__Exercise brief__.
The data follows this line. Copy verbatim the line with "Every instance of the dealer license" and each line after it to the end.

__Records from a data collection__.
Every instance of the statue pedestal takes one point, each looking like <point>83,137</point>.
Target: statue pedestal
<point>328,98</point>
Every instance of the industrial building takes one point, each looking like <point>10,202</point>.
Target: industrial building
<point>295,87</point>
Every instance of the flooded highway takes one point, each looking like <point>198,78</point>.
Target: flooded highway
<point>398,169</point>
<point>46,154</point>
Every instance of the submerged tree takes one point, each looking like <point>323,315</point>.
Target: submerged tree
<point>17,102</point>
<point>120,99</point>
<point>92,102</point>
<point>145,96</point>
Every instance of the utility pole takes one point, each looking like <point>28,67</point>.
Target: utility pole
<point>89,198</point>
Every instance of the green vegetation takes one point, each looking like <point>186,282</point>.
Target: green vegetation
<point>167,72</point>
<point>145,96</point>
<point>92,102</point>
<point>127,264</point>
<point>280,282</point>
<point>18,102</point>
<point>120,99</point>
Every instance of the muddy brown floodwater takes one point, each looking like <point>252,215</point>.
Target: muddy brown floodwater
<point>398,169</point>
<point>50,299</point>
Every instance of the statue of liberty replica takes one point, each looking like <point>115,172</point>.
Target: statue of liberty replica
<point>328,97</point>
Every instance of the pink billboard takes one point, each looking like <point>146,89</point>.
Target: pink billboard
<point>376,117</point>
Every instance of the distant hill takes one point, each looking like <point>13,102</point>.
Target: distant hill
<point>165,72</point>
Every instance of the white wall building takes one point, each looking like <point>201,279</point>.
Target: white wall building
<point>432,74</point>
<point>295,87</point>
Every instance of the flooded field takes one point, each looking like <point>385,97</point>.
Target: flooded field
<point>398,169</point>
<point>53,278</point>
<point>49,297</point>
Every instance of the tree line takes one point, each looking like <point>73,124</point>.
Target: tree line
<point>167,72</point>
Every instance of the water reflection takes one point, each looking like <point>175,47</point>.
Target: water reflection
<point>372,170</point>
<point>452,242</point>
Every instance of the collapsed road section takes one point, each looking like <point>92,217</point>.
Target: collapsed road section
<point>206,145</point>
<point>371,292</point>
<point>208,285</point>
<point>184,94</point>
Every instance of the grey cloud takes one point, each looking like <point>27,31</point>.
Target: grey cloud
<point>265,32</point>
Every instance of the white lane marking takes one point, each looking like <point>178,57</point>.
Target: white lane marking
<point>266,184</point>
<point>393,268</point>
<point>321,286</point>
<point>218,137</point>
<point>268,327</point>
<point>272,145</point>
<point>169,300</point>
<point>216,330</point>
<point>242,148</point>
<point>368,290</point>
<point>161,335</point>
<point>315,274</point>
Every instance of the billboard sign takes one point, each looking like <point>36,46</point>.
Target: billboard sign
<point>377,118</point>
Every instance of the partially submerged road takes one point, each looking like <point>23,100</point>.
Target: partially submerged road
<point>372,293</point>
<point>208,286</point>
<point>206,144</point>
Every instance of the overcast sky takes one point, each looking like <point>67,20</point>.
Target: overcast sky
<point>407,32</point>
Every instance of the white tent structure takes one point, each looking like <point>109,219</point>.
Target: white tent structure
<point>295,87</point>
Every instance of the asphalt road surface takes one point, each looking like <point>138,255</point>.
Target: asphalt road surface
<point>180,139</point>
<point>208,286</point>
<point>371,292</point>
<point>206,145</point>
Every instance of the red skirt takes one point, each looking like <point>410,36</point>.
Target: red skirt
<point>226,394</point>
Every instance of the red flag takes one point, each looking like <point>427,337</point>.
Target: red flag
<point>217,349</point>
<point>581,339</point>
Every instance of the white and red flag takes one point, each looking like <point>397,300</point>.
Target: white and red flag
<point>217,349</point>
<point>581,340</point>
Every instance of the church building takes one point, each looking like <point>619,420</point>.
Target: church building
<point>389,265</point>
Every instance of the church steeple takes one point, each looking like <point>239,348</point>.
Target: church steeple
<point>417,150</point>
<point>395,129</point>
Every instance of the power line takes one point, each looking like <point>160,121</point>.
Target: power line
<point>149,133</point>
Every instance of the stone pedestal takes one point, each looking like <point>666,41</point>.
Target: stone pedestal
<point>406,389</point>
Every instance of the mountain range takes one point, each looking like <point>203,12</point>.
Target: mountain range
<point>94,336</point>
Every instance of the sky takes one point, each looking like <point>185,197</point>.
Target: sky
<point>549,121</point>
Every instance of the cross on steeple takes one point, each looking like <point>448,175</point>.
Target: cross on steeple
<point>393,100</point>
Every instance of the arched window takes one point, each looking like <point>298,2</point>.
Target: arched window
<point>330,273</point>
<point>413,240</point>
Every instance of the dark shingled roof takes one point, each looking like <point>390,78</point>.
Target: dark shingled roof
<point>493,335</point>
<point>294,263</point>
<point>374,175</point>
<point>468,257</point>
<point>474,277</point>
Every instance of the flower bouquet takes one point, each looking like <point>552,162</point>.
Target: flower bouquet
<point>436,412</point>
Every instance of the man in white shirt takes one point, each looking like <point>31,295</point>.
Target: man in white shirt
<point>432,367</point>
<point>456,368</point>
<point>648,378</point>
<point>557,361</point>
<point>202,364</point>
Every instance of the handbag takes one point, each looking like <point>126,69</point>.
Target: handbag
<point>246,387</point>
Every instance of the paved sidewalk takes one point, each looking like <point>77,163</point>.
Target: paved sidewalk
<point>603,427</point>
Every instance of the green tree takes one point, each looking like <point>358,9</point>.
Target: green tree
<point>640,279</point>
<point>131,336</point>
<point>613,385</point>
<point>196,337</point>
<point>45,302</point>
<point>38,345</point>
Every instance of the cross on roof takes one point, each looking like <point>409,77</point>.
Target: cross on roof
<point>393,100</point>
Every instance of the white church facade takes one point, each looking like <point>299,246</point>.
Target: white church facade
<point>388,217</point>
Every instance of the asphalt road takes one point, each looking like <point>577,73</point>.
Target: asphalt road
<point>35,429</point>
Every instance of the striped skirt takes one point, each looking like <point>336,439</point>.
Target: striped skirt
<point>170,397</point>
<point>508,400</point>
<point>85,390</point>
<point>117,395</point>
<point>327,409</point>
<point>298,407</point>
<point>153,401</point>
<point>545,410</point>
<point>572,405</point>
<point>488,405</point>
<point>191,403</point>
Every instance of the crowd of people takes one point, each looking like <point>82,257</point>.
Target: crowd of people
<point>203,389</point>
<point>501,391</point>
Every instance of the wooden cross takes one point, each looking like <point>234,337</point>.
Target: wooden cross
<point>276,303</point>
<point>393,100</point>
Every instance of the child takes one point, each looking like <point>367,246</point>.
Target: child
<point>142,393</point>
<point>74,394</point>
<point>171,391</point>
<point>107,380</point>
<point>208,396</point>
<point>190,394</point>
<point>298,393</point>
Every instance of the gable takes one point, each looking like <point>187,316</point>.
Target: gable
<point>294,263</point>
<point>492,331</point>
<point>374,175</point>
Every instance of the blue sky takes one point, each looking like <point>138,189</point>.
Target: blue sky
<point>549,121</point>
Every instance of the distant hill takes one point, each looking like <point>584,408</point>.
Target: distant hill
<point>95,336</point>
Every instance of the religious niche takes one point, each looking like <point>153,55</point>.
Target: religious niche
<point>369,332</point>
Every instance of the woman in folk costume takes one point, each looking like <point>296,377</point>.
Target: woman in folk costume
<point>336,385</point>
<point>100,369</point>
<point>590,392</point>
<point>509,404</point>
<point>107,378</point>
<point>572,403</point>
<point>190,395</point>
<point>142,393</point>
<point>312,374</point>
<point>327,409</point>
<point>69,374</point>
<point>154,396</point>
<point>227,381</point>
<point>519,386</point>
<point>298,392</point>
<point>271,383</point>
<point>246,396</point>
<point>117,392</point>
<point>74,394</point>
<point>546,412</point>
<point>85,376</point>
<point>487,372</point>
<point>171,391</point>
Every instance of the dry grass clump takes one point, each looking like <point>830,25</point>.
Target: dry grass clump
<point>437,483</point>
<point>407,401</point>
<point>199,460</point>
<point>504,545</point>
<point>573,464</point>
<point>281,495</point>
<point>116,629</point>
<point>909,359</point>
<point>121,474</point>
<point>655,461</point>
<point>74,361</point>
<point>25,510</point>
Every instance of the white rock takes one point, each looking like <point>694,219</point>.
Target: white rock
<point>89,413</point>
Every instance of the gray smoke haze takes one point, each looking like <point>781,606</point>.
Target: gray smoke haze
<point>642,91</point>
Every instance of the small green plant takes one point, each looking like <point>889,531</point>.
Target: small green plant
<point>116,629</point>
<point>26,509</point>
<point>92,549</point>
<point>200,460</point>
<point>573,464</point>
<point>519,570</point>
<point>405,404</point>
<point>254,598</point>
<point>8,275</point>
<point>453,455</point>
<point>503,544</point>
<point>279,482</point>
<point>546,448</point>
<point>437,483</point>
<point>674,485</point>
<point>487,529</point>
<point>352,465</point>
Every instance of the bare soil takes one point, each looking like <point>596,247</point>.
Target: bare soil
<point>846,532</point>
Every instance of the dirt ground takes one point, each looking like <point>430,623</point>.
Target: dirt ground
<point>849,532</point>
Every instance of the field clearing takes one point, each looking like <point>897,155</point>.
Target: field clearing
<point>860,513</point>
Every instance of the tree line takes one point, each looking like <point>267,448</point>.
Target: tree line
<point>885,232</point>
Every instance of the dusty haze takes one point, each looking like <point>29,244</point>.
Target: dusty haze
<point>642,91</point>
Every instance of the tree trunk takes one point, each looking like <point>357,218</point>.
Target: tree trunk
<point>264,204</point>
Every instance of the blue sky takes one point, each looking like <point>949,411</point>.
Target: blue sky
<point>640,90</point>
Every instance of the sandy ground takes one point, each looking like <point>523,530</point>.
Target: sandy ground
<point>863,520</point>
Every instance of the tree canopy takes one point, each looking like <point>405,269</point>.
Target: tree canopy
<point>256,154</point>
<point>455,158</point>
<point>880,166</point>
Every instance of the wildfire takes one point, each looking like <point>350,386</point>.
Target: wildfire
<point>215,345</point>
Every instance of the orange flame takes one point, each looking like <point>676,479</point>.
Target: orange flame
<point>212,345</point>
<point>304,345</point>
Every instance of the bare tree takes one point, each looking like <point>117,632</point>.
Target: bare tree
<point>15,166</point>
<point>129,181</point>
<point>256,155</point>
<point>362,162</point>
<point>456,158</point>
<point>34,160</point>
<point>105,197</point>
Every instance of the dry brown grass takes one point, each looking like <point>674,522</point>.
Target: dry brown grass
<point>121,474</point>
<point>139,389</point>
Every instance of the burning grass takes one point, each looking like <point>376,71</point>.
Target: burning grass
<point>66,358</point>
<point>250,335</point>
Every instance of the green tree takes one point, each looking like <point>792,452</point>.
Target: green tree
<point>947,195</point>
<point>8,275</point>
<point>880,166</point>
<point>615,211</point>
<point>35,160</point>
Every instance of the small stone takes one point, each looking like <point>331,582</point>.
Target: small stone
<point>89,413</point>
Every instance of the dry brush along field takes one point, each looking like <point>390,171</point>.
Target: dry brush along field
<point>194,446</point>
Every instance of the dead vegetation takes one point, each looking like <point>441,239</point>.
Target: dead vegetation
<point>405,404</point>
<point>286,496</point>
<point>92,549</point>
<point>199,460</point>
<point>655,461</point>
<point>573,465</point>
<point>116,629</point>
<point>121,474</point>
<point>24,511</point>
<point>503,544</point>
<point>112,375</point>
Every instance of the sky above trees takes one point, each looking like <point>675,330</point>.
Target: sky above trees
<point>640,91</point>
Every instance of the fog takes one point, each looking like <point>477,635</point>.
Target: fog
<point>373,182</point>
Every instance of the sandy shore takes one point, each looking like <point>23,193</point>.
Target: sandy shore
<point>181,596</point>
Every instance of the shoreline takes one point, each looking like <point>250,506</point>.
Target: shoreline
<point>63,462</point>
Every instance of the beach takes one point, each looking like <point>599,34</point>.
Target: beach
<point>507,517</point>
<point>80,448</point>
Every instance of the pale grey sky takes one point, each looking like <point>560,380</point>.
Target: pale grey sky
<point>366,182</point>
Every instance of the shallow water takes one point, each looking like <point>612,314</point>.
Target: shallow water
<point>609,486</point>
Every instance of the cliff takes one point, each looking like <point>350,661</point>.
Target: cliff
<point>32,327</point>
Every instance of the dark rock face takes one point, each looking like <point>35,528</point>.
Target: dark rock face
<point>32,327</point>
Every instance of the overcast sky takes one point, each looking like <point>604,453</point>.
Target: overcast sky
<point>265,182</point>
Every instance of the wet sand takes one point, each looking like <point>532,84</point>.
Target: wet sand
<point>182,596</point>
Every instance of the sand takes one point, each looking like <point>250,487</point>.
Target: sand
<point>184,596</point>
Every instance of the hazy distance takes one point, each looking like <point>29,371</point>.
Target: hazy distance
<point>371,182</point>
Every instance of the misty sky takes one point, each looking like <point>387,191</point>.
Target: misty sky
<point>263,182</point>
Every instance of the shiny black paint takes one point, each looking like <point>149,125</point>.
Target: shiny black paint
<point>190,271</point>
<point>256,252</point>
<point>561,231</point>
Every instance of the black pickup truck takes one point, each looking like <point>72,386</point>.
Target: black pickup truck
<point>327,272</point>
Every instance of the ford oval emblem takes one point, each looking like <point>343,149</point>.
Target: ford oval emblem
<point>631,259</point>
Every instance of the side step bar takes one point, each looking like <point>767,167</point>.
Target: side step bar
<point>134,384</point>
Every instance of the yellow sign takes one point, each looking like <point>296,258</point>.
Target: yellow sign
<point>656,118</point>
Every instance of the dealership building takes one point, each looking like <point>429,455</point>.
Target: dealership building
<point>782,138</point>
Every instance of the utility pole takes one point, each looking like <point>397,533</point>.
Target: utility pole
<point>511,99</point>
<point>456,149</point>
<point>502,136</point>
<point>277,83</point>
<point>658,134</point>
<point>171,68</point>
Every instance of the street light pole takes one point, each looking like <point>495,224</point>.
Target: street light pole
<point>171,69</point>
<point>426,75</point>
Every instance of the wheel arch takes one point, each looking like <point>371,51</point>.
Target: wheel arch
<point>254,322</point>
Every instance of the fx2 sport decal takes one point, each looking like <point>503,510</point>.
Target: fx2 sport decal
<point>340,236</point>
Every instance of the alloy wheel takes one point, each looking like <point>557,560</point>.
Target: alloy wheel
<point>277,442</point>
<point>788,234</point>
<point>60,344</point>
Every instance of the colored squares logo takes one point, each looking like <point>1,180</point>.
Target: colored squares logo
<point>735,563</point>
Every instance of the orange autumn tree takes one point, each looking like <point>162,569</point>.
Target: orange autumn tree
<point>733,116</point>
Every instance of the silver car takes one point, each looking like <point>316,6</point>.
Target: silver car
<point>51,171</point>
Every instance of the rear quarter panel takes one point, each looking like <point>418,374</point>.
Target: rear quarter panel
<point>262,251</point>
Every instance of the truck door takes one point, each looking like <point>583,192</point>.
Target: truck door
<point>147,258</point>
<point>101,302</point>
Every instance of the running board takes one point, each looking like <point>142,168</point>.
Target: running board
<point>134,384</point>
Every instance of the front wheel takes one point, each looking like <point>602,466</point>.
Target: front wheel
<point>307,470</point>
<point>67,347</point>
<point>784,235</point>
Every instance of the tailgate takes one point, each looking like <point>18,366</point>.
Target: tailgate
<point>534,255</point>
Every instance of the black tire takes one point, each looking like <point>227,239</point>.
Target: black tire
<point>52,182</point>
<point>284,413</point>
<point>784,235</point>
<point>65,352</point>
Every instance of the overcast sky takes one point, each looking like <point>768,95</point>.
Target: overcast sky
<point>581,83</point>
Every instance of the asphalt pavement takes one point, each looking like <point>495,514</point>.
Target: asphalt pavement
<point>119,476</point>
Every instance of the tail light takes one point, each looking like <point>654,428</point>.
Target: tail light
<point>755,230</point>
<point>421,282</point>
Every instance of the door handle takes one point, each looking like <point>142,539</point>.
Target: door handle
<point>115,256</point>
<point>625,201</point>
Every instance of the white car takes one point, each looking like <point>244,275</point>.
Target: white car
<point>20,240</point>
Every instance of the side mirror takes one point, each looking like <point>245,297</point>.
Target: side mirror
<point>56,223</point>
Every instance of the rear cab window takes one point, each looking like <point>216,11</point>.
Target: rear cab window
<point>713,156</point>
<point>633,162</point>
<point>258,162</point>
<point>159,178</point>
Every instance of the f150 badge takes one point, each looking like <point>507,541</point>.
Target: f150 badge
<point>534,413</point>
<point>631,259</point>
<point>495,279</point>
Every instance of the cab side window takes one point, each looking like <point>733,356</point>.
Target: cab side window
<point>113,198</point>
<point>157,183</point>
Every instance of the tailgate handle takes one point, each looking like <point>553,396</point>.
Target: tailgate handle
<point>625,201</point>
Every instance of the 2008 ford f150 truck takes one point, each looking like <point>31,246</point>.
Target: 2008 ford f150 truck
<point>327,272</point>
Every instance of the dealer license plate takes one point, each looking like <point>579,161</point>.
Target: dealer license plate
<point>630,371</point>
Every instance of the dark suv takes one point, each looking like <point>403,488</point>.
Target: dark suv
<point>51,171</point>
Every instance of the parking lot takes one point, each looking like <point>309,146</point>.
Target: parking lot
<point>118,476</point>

__The answer__.
Every instance of the dealer license plate takes one point, each looking like <point>579,161</point>.
Target: dealer license plate
<point>630,371</point>
Every instance of the dark suv takes one point, each looking like <point>403,488</point>.
Target: dark suv
<point>51,171</point>
Every instance of the parking lot takes one point, each looking like <point>309,146</point>.
Target: parking lot
<point>118,476</point>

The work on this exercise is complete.